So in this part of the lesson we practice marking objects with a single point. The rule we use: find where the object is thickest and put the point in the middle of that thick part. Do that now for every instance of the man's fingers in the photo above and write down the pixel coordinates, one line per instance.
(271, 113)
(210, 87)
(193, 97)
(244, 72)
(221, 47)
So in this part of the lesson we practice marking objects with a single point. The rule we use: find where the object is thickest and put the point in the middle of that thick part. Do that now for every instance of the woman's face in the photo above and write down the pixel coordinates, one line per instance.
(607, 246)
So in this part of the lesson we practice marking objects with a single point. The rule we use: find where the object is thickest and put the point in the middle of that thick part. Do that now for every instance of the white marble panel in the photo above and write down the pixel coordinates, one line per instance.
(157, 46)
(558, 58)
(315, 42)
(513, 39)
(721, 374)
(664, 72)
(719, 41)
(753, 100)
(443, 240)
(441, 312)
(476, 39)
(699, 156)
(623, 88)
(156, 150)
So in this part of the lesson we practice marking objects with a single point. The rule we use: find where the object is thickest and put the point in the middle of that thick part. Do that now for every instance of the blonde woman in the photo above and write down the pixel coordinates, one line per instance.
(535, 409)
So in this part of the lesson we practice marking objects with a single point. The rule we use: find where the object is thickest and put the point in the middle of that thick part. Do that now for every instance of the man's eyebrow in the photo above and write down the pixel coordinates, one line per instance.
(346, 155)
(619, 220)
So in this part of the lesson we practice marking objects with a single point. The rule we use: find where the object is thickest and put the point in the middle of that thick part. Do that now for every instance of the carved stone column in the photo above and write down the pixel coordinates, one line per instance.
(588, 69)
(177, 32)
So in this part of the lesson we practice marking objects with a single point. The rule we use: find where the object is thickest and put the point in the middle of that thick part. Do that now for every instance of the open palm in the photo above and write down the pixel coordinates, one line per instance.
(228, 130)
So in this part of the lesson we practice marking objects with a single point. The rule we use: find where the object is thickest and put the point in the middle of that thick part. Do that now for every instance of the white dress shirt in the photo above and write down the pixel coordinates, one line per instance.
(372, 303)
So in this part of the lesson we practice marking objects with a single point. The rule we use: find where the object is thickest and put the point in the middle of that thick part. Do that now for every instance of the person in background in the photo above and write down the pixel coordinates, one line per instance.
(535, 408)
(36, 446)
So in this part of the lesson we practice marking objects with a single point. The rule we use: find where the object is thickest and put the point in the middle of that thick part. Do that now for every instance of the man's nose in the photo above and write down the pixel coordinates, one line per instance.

*Exercise objective*
Reproduce every one of the entries above word for word, keeping each line unchanged and in its original order.

*Completed task*
So in this part of the lesson we practice marking objects with a single point. The rule we use: find where the object is thickest and put the point in the middle of that thick part. Do that now for every instance of the man's fingers in the photo above and write down the pixel coordinates, one line per instance.
(271, 113)
(210, 87)
(193, 97)
(244, 72)
(221, 47)
So in this part of the lesson we practice marking objects with a single point. The rule we use: find where the object is thickest and put the point in the middle of that thick part. Do that now for every instance of the woman's face in the photo above and write down the pixel coordinates, one line per instance.
(607, 246)
So in this part of the lesson we practice marking objects with a single point. The rule we use: find where the object is thickest and put the point in the middle of that thick part. Do that now for every instance of the white marble panel in the photo above and write down the pixel coordinates, one line per instance.
(157, 46)
(558, 58)
(315, 42)
(513, 39)
(721, 374)
(664, 72)
(719, 41)
(753, 100)
(443, 240)
(441, 312)
(476, 39)
(699, 156)
(623, 88)
(156, 150)
So in this part of the lesson we practice marking objects with a single point. The rule we use: find where the object is thickest and put the point in the middle of that thick part. Do that now for every instance of the blonde woman in the photo above and write down the pixel coordinates, one line per instance.
(535, 409)
So in this part of the lesson we practice marking objects with a single point. The rule we use: find where the object is thickest and put the point in the middle of that thick part. Do that now for every instance of the man's eyebrow in the photo above and write down the pixel coordinates, one line per instance.
(346, 155)
(619, 220)
So in this part of the lesson we practice marking objects with a single point. The rule we use: find where the object is thickest and put the point in the middle of that thick part. Do that now for every instance of the carved stone column in the photo above and write down the pixel coordinates, one line per instance.
(588, 69)
(177, 32)
So in this part of the lesson we practice marking objects with a single point. The rule we use: find where the object is thickest and put the point in the middle of that thick part. Do that now for every instance of the open palm in the photo above and write down the pixel coordinates, one line per instance.
(228, 130)
So in this part of the lesson we practice marking objects with a single point. The rule we use: find where the object is thickest and put the point in the middle of that thick part. Do that now for every instance of the white dress shirt in the photo above and write down the pixel coordinates, one line per instance.
(372, 303)
So in this part of the lesson we practice marking objects with a single point. The rule we use: find where the object is thickest and put the point in the middle of that thick part. Do that now for every instance of the person in background in the photo above and write down the pixel coordinates, one line per instance.
(535, 408)
(36, 446)
So in this part of the lesson we practice marking objects with a single point. The rule we use: find where the object is thickest and put the point in the middle of that thick part. Do that now for every instance of the man's nose in the photo above and write down the pixel coordinates, one line per instance.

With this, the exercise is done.